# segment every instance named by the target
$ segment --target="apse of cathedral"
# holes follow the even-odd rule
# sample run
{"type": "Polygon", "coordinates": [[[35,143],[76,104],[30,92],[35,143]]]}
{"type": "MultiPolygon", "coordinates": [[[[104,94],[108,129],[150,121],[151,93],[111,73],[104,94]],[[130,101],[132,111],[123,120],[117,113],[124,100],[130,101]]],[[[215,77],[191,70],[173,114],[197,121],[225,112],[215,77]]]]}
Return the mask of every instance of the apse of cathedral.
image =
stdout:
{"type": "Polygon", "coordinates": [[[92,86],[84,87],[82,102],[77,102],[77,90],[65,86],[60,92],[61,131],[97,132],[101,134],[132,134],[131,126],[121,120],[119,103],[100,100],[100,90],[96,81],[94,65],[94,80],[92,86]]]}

*Instructions for the task*. Please rewrite the items from the first line through the line that contains "Return the mask", replacing "apse" with "nave" and leaving everything else unchanged. Give only those lines.

*Response*.
# segment every instance named by the target
$ segment --target="nave of cathedral"
# holes follow the even-odd rule
# sample run
{"type": "Polygon", "coordinates": [[[35,143],[76,104],[30,92],[35,143]]]}
{"type": "MultiPolygon", "coordinates": [[[[104,94],[108,129],[150,121],[151,93],[111,73],[104,94]],[[130,101],[132,111],[123,120],[117,113],[124,100],[130,101]]],[[[215,77],[191,70],[173,114],[197,121],[225,112],[215,77]]]]}
Return the mask of every instance of the nave of cathedral.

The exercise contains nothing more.